PASSAGE TO READ:

1996 FA Cup Final
- Event: 1995–96 FA Cup
| Liverpool | Manchester United |
| 0 | 1 |
- Date: 11 May 1996
- Venue: Wembley Stadium, London
- Man of the Match: Roy Keane (Manchester United)
- Referee: Dermot Gallagher (Oxfordshire)
- Attendance: 79,007

= 1996 FA Cup final =

English association football match

The 1996 FA Cup final was the 51st to be held at Wembley Stadium after the Second World War and was held between two of the biggest rivals in English football, Manchester United and Liverpool.

== Build-up ==
A few days before the final, Manchester United had secured their third league title in four years (1992–93, 1993–94 and 1995–96, coming second in 1994–95). The final was also their third in three seasons, having beaten Chelsea 4–0 in 1994 and lost 1–0 to Everton in 1995.

Liverpool, on the other hand, were going through a barren spell in terms of trophies, having not won the league title since 1989–90 or an FA Cup since 1992, although they had tasted success in the League Cup in 1995.

ENTRIES SHOWN:
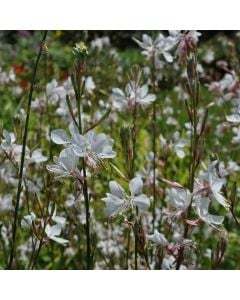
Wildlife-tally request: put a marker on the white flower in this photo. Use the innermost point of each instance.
(37, 157)
(158, 238)
(213, 184)
(186, 42)
(234, 119)
(161, 45)
(202, 205)
(179, 198)
(55, 92)
(117, 200)
(93, 147)
(133, 95)
(236, 138)
(53, 232)
(65, 164)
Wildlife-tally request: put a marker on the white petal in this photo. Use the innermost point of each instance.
(116, 189)
(168, 57)
(158, 238)
(142, 202)
(114, 205)
(222, 200)
(55, 230)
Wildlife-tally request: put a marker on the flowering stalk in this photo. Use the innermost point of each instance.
(193, 89)
(16, 211)
(81, 52)
(154, 142)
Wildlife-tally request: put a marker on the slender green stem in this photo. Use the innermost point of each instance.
(85, 187)
(154, 145)
(193, 149)
(19, 190)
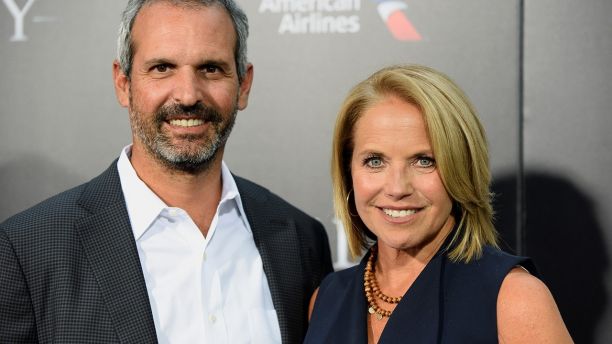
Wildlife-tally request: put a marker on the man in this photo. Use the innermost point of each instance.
(166, 245)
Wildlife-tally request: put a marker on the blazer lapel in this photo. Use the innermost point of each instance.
(276, 239)
(109, 244)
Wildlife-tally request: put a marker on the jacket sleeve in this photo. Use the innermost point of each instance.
(17, 322)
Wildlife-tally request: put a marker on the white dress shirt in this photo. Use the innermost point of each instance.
(202, 289)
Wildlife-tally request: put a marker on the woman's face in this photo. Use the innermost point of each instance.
(398, 191)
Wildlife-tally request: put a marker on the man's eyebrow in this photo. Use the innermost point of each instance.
(158, 61)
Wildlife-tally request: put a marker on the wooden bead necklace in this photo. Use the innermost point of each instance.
(372, 291)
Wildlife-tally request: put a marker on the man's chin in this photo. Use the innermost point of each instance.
(187, 161)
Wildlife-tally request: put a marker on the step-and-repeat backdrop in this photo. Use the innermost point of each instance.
(536, 71)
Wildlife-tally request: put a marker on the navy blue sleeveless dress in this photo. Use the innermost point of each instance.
(449, 302)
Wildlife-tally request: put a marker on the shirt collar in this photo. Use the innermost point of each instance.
(144, 206)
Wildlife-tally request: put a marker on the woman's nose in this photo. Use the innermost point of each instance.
(398, 182)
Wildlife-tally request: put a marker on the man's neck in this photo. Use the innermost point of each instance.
(196, 193)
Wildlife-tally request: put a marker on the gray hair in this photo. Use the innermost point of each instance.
(125, 47)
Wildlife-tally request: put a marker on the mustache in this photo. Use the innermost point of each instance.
(196, 111)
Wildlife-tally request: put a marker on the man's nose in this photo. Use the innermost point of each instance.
(188, 89)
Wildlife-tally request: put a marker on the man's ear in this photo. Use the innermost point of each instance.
(122, 85)
(245, 88)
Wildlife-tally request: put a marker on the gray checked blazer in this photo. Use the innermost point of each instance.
(70, 272)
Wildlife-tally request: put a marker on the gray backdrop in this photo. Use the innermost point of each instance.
(536, 71)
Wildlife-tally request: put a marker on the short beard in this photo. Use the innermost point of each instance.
(193, 159)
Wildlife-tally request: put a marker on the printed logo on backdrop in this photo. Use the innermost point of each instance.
(19, 14)
(338, 17)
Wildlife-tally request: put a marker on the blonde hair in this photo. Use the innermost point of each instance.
(458, 142)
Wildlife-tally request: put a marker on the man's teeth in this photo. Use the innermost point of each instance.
(186, 122)
(398, 213)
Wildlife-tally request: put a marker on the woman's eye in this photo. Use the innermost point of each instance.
(374, 162)
(425, 162)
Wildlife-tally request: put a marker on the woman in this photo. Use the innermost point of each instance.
(411, 185)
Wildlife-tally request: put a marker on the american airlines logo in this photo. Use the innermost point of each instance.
(338, 17)
(19, 14)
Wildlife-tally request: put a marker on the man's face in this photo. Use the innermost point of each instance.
(183, 92)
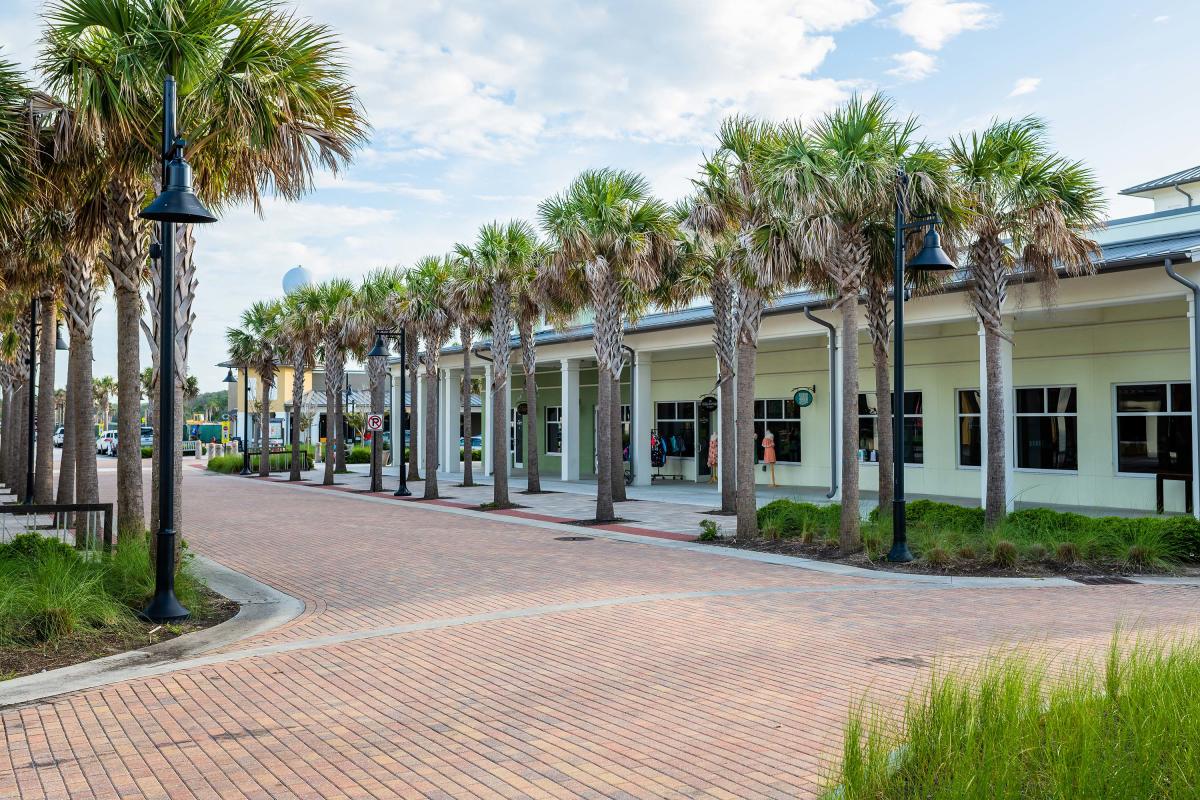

YOUR INSTRUCTIONS:
Reproduce the 1996 FA Cup final text above in full, word for word and line for line.

RESULT OF THE TASK:
1996 FA Cup Final
- Event: 1995–96 FA Cup
| Liverpool | Manchester United |
| 0 | 1 |
- Date: 11 May 1996
- Venue: Wembley Stadium, London
- Man of the Match: Roy Keane (Manchester United)
- Referee: Dermot Gallagher (Oxfordshire)
- Attendance: 79,007

= 1996 FA Cup final =

English association football match

The 1996 FA Cup final was the 51st to be held at Wembley Stadium after the Second World War and was held between two of the biggest rivals in English football, Manchester United and Liverpool.

== Build-up ==
A few days before the final, Manchester United had secured their third league title in four years (1992–93, 1993–94 and 1995–96, coming second in 1994–95). The final was also their third in three seasons, having beaten Chelsea 4–0 in 1994 and lost 1–0 to Everton in 1995.

Liverpool, on the other hand, were going through a barren spell in terms of trophies, having not won the league title since 1989–90 or an FA Cup since 1992, although they had tasted success in the League Cup in 1995.